Testo riportato:
Il primo passo è quello di piantare il seme. Ma per scegliere quello giusto c’è sempre bisogno di un po’ di brainstorming. Così, la Commissione europea ha deciso di avviare una procedura di consultazione pubblica sul tema dell’agricoltura biologica. Per inviare suggerimenti sul futuro della legislazione comunitaria basta compilare, entro il 10 aprile, un questionario direttamente online.
Semplificare il quadro giuridico, gestire la coesistenza delle colture geneticamente modificate,migliorare i sistemi di controllo e gli accordi commerciali per i prodotti biologici oltre che valutare l’impatto delle nuove leggi sull’etichettatura. In pratica, i punti di riferimento su cui intervenire sono quelli contenuti nei due regolamenti europei (834/2007 e 889/2008) che normano e tutelano le coltivazioni biologiche in tutti i Paesi dell’Unione.

Istruzioni: Riporta fedelmente, dal testo sull'agricoltura biologica qui sopra, tutto ciò che va da "Il primo passo" fino a "i Paesi dell’Unione.".

Elenco fornito:
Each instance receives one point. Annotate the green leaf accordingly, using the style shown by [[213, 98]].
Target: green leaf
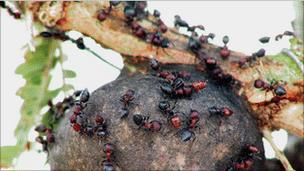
[[8, 153], [35, 93], [67, 87], [69, 73], [290, 72]]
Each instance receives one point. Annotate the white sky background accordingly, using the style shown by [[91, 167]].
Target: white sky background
[[244, 22]]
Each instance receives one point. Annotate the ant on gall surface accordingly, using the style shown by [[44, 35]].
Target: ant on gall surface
[[225, 52], [128, 97]]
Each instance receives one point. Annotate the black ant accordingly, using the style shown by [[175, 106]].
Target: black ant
[[143, 122], [178, 22], [194, 44], [274, 86], [101, 126], [204, 39], [260, 53], [225, 52], [154, 64], [264, 39], [103, 14], [286, 33]]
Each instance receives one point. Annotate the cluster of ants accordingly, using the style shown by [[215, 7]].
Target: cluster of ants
[[175, 88], [135, 11], [173, 83], [79, 120], [245, 159]]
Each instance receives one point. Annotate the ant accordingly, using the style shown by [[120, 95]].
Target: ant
[[143, 122], [103, 14], [176, 119], [204, 39], [286, 33], [264, 39], [260, 53], [101, 126], [186, 133], [154, 64], [127, 98], [198, 85], [274, 86], [225, 52], [50, 138], [194, 44], [178, 22]]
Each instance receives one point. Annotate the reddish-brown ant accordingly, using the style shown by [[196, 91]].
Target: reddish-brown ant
[[264, 39], [274, 86], [225, 52], [198, 85]]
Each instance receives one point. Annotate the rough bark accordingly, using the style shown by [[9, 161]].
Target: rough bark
[[113, 33]]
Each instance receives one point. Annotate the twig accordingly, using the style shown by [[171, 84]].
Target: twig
[[105, 61], [294, 58]]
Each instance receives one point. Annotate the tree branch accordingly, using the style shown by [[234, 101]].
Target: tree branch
[[115, 34]]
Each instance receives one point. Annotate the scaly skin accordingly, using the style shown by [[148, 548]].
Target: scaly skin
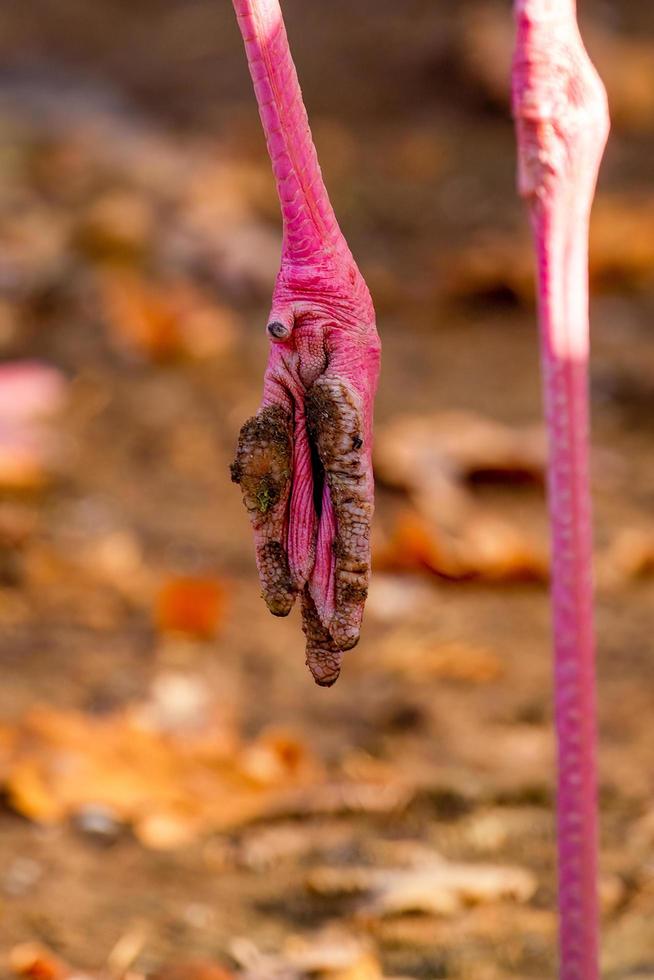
[[562, 124], [304, 461]]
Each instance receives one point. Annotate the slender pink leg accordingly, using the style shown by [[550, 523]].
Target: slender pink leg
[[304, 461], [562, 124]]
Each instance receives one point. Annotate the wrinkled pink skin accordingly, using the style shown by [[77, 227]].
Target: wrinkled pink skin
[[322, 329], [562, 122]]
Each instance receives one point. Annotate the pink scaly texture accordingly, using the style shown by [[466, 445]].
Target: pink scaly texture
[[562, 122], [304, 461]]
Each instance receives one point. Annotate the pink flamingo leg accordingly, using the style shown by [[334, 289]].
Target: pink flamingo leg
[[562, 122], [304, 460]]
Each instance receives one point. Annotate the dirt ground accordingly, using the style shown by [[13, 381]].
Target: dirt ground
[[139, 238]]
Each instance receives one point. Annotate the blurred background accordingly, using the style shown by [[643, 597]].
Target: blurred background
[[178, 799]]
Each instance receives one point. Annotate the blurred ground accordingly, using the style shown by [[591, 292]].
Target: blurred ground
[[174, 786]]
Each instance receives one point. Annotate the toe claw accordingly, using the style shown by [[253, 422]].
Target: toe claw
[[323, 656]]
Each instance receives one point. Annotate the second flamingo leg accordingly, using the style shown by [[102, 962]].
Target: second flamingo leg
[[562, 125]]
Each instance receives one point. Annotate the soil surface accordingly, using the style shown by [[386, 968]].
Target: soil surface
[[140, 239]]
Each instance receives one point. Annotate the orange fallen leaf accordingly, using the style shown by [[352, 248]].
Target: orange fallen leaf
[[164, 321], [195, 969], [35, 962], [432, 885], [191, 605]]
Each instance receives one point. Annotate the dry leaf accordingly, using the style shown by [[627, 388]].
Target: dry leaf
[[164, 321], [434, 458], [35, 962], [173, 769], [630, 555], [191, 605], [192, 970], [413, 656], [433, 886]]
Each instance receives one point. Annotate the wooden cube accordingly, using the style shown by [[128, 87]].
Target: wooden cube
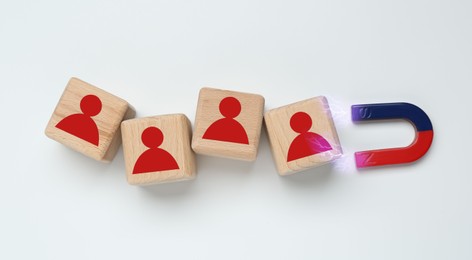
[[87, 119], [157, 149], [302, 135], [228, 124]]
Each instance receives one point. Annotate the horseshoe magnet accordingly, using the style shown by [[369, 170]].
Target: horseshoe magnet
[[387, 111]]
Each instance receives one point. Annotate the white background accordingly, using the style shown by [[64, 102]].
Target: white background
[[58, 204]]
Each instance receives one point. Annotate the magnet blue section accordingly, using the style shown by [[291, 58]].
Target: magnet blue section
[[416, 115]]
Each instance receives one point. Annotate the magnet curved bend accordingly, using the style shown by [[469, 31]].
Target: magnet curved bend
[[385, 111]]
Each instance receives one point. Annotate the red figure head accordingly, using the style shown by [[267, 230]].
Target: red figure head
[[230, 107], [152, 137], [300, 122], [90, 105]]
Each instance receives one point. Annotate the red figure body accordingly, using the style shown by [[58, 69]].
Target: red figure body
[[306, 143], [228, 129], [154, 159], [82, 125]]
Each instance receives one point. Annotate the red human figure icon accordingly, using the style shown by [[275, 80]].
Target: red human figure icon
[[82, 125], [154, 159], [306, 143], [227, 129]]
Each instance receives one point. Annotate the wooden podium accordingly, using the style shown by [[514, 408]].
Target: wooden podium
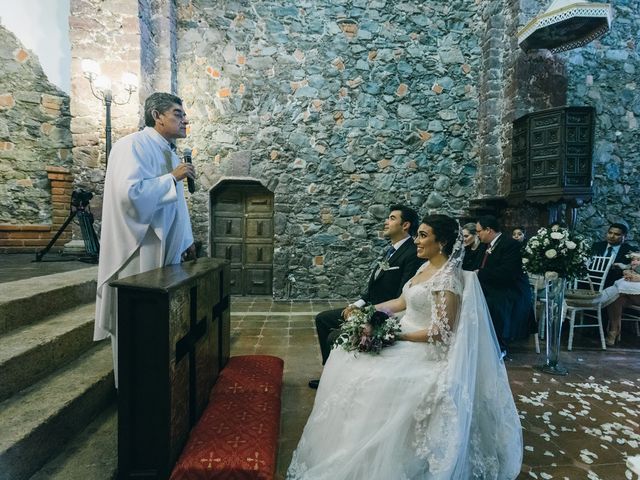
[[174, 338]]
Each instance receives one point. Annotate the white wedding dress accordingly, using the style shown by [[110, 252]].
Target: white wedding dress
[[417, 410]]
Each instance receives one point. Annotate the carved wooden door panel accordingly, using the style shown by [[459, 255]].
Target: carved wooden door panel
[[242, 232]]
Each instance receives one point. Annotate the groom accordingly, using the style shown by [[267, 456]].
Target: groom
[[396, 266]]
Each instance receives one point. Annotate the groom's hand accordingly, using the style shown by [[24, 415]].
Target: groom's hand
[[347, 311]]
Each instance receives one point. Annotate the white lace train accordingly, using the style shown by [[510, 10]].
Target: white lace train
[[416, 411]]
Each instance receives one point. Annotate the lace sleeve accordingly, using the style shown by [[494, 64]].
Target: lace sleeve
[[445, 306]]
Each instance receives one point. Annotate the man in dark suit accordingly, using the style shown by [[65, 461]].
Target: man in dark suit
[[396, 266], [614, 246], [505, 285]]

Risultato:
Il primo passo è quello di piantare il seme. Ma per scegliere quello giusto c’è sempre bisogno di un po’ di brainstorming. Così, la Commissione europea ha deciso di avviare una procedura di consultazione pubblica sul tema dell’agricoltura biologica. Per inviare suggerimenti sul futuro della legislazione comunitaria basta compilare, entro il 10 aprile, un questionario direttamente online.
Semplificare il quadro giuridico, gestire la coesistenza delle colture geneticamente modificate,migliorare i sistemi di controllo e gli accordi commerciali per i prodotti biologici oltre che valutare l’impatto delle nuove leggi sull’etichettatura. In pratica, i punti di riferimento su cui intervenire sono quelli contenuti nei due regolamenti europei (834/2007 e 889/2008) che normano e tutelano le coltivazioni biologiche in tutti i Paesi dell’Unione.